Top of PASSAGE TO READ

UCMS was the first Indian medical college to start a Medical Humanities Group, and it organised the first 'Theatre of the Oppressed' workshop for medical students in India in 2011.

==Rankings==

UCMS was ranked 10th among medical colleges in India in 2024 by India Today. The National Institutional Ranking Framework (NIRF) ranked it 32nd among medical colleges in 2024.

== Campus ==

College's Campus

UCMS has a huge campus, which includes the Guru Teg Bahadur Hospital (GTB). GTB hospital acts as training hospital and has 1000 beds. It provides facilities like a central workshop, animal house, hospital laboratory services unit, hostel, medical illustration and photography, medical education unit, skill lab and canteen. The college also has technological facilities which include audio-video, telemedicine, electronic assessment.

=== Library ===
The UCMS houses a central library and 17 departmental libraries with a large volume of teaching and learning resources, which support teaching, research and extension programs of the college. There are over 16,000 books and WHO publications, 18,000 volumes of journals, and 400 theses.

=== Hostel ===
There are two hostels, one each for boys and girls. There are also some other residential buildings on the campus for staff and other members.

== Departments ==
There are twenty-one departments at the college: Anaesthesiology, Anatomy, Biochemistry, Biostatistics and Medical Informatics, Community Medicine, Dentistry, Dermatology, Forensic Medicine, Medicine, Microbiology and Gynaecology, Ophthalmology, Orthopaedics, Otorhinolaryngology, Paediatrics, Pathology, Pharmacology, Physiology, Psychiatry, Radiology, Surgery.

==Notable people==

=== Alumni===

- Anil Aggrawal, professor and Head of Forensic medicine and Toxicology at MAMC.
- Sanjay Asthana, chief of the division of Geriatrics and Gerontology at the University of Wisconsin School of Medicine and Public Health, and holds the Duncan G. and Lottie H. Ballantine Endowed Chair in Geriatrics.

Bottom of PASSAGE TO READ
Top of RECORDS SUPPLIED

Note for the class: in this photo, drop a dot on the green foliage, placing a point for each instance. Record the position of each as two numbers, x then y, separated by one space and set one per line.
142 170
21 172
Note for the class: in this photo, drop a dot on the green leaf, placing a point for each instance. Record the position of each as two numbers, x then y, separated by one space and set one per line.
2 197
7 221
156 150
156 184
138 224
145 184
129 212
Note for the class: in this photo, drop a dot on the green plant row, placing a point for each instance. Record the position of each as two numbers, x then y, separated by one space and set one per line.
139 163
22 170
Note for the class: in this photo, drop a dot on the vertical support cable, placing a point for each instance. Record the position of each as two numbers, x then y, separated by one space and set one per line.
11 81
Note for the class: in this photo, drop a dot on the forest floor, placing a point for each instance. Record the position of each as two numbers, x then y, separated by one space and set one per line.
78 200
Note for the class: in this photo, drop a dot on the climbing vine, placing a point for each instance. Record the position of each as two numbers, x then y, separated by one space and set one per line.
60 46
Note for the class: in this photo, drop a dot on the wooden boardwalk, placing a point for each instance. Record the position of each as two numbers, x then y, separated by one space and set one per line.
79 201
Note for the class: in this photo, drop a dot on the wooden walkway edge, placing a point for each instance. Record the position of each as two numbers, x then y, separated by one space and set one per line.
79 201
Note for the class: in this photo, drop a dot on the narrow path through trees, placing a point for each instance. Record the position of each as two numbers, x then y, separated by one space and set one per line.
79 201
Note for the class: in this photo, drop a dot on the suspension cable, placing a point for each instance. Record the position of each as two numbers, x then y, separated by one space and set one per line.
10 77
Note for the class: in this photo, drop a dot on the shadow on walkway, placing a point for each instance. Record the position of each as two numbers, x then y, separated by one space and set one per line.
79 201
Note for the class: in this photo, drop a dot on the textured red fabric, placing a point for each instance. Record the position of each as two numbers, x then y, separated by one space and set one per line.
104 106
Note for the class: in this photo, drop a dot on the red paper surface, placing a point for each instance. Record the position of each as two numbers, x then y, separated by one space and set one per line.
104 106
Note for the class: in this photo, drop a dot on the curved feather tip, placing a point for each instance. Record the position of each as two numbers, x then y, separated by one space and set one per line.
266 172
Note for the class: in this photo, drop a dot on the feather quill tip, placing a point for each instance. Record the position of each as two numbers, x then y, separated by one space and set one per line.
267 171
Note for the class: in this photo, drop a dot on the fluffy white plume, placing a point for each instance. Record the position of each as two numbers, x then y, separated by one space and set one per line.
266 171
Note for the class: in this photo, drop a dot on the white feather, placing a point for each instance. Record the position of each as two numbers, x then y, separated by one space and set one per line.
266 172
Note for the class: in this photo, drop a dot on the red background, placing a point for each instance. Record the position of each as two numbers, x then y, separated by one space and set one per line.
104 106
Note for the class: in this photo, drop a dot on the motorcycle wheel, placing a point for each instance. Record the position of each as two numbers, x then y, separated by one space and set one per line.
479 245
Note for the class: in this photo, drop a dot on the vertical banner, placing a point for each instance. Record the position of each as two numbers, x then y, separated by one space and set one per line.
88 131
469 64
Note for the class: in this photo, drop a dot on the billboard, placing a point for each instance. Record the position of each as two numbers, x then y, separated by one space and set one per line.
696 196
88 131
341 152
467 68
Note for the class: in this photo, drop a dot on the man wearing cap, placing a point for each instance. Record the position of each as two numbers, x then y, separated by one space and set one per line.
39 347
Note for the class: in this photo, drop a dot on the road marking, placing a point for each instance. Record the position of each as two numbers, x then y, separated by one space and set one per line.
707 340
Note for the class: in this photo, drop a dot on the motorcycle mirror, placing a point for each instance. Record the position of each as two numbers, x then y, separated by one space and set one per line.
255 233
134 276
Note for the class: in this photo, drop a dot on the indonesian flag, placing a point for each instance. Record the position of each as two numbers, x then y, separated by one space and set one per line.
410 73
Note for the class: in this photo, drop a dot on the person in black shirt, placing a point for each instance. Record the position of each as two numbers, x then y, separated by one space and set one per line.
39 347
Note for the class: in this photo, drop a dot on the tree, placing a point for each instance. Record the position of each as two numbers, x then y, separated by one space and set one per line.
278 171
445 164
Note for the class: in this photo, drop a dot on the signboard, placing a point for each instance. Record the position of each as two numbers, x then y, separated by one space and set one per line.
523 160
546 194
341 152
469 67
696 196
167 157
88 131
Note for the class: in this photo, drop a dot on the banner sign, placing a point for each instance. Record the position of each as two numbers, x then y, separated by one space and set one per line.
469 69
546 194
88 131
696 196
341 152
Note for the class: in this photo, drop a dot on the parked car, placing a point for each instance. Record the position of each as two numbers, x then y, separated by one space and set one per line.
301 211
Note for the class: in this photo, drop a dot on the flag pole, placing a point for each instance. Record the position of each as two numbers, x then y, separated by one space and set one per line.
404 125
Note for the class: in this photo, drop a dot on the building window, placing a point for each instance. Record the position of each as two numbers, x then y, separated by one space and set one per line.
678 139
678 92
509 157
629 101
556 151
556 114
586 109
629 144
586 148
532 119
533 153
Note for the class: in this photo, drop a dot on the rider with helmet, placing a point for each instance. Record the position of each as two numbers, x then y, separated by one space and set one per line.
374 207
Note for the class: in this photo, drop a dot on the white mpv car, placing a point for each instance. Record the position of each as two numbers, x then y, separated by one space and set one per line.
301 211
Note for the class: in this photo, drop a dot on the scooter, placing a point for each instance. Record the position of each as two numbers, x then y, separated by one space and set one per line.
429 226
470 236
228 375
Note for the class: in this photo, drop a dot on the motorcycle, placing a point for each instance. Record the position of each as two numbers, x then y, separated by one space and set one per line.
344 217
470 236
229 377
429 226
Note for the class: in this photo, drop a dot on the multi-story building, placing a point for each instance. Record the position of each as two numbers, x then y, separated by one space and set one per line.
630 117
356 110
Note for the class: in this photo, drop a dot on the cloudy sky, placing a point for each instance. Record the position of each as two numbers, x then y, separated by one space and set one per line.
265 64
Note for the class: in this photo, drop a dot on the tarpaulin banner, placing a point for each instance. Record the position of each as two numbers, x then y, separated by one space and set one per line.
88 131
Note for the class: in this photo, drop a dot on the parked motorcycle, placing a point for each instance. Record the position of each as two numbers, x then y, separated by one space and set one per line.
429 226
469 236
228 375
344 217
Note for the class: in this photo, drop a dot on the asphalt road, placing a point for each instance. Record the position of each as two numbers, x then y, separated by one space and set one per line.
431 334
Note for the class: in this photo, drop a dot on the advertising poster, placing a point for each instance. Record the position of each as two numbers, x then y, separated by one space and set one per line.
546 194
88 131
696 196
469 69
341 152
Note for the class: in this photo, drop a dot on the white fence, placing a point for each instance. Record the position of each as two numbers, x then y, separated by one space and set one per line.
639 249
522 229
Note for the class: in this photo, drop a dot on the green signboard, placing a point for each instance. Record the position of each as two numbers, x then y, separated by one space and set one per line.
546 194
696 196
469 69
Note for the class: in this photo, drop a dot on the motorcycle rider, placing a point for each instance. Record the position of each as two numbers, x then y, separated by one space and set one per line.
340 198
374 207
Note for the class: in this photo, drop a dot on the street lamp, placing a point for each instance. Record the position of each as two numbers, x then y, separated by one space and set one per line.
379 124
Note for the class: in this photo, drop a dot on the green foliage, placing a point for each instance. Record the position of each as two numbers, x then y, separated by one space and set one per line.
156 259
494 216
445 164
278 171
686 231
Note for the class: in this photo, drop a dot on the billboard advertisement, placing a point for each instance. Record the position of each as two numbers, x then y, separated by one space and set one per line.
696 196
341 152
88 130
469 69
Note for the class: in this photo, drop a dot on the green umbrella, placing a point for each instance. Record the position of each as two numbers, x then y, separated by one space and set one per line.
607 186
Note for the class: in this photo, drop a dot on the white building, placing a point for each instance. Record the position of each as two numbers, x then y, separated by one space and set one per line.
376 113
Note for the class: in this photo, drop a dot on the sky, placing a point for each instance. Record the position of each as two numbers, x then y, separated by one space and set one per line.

Bottom of RECORDS SUPPLIED

TASK REQUIREMENTS
In the passage about UCMS, how many beds does the Guru Teg Bahadur Hospital have? These items are separate material and have no connection to the passage about UCMS.

EXERCISE SOLUTION
1000 beds.